▶ [Assignment]
Return exactly the span of lines in the following data that opens with the line containing "For each <instance>" and closes with the line containing "positive clicks: (26, 498)". Include nothing else.

▶ [Given records]
====
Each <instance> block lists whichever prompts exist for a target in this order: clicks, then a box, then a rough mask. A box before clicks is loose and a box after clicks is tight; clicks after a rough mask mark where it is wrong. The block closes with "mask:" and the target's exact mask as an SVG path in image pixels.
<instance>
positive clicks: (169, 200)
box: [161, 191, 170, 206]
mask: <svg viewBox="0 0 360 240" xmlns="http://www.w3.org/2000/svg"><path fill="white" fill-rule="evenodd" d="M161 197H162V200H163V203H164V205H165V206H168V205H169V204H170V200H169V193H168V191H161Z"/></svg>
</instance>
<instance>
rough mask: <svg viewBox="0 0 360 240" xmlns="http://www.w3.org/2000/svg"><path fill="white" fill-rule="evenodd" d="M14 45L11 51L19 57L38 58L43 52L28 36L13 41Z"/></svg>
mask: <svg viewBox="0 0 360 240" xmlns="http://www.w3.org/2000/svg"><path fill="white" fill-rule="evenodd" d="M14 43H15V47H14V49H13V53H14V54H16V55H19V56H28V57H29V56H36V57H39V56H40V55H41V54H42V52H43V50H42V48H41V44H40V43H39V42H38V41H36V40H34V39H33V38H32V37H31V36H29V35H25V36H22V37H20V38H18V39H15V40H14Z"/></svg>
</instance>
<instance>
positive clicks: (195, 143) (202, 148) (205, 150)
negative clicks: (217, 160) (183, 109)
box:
====
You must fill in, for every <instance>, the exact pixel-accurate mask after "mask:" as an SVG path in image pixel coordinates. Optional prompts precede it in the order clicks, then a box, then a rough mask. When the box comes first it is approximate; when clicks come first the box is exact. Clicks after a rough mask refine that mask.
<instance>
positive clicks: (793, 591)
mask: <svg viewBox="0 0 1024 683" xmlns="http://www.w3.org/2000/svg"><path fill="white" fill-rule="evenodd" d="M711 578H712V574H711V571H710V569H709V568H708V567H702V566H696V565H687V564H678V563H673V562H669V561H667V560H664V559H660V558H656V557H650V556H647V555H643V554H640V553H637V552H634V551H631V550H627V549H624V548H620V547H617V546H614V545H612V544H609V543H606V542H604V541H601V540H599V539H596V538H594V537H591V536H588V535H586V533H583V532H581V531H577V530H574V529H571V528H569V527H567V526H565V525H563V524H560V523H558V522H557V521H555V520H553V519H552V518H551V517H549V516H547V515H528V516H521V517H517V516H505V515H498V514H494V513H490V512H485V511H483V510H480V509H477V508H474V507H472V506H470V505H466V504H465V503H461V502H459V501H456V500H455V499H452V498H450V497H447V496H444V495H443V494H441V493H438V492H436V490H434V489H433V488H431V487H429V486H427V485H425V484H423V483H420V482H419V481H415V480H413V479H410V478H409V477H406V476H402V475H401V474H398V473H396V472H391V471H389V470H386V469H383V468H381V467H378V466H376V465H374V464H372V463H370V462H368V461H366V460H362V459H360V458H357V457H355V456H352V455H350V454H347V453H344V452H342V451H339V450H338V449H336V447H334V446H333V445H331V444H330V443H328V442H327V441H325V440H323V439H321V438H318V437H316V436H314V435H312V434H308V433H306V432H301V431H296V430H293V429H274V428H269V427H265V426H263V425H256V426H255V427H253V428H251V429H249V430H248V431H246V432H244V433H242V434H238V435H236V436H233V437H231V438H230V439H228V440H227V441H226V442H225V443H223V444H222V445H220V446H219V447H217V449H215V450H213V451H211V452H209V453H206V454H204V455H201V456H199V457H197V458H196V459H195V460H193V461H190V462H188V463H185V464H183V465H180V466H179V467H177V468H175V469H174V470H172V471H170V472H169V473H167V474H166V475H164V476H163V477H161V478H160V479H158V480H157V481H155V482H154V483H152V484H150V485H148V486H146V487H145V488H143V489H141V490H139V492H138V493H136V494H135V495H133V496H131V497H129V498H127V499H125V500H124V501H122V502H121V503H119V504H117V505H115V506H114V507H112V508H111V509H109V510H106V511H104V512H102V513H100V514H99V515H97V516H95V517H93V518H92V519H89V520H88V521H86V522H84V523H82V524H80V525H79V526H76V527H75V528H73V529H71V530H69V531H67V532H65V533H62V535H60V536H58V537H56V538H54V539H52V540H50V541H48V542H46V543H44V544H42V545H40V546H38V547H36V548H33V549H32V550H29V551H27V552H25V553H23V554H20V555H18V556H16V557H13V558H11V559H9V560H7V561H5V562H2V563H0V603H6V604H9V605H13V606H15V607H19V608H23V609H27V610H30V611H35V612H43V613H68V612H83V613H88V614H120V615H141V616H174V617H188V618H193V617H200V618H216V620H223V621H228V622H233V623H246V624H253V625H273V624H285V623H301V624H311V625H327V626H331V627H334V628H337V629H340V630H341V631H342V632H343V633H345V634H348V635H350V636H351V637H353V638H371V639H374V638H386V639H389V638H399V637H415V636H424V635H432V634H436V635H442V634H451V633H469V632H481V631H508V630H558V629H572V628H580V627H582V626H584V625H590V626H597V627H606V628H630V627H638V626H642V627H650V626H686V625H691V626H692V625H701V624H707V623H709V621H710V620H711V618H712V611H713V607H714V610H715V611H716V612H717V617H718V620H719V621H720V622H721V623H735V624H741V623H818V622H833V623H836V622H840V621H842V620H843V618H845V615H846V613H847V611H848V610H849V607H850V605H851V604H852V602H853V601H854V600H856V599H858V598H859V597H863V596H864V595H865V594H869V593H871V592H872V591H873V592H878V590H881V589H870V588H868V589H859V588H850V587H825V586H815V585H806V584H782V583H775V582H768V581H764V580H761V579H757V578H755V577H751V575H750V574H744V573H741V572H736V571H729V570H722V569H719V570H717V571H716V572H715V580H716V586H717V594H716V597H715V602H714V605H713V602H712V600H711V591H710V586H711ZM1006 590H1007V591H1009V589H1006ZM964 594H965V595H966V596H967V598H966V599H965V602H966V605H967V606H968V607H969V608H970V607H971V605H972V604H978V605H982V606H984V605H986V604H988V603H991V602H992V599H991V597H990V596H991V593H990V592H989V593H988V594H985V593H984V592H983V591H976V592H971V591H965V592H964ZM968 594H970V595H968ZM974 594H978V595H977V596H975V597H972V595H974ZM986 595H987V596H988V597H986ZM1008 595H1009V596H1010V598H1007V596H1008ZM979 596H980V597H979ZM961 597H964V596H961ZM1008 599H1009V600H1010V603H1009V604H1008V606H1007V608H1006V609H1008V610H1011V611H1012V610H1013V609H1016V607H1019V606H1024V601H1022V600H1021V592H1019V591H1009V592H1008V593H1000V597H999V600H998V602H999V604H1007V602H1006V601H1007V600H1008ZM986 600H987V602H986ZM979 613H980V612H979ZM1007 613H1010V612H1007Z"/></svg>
====
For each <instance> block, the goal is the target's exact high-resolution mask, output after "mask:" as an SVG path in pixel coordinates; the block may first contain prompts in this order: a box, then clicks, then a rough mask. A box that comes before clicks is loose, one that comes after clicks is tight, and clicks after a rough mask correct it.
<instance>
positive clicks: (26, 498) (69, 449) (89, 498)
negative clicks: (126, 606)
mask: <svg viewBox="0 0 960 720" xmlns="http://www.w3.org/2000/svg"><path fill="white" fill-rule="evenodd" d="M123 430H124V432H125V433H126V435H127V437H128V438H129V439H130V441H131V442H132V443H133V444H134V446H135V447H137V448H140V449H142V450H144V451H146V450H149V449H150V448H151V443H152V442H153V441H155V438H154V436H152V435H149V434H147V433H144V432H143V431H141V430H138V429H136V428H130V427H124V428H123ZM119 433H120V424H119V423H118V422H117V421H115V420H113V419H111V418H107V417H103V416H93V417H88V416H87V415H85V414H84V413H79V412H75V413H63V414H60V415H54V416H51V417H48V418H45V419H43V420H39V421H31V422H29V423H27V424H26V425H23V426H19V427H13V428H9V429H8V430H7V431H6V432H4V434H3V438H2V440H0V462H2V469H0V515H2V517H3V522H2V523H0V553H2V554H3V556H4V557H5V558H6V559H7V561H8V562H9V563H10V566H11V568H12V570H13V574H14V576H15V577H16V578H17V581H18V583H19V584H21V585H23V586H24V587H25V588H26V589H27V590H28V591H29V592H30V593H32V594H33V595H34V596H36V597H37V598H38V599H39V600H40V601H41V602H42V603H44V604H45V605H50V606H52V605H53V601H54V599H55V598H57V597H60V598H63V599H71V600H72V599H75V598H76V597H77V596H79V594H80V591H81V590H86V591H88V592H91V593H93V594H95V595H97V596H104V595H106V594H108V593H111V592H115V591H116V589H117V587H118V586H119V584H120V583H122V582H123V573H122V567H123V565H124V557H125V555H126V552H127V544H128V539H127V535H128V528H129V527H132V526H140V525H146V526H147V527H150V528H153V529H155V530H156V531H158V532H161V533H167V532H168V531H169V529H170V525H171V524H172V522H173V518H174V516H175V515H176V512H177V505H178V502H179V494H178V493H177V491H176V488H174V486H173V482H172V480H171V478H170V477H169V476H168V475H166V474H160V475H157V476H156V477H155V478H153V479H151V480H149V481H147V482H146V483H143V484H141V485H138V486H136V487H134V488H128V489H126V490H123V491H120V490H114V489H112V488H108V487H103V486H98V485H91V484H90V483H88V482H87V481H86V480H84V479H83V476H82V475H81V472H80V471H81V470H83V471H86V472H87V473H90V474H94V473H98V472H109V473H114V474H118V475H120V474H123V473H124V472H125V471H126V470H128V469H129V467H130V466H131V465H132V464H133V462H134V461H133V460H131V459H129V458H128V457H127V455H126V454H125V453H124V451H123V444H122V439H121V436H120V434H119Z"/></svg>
====
▶ [Answer to this exercise]
For each <instance> block, the goal is the target's exact high-resolution mask, output after "mask:" as an SVG path in pixel coordinates; the block may first contain prompts in this order: a box, then clicks, then a rough mask. A box that comes before clicks is loose, one that comes after clicks is tight, and clicks after a rough mask correct it.
<instance>
positive clicks: (26, 498) (69, 449) (89, 498)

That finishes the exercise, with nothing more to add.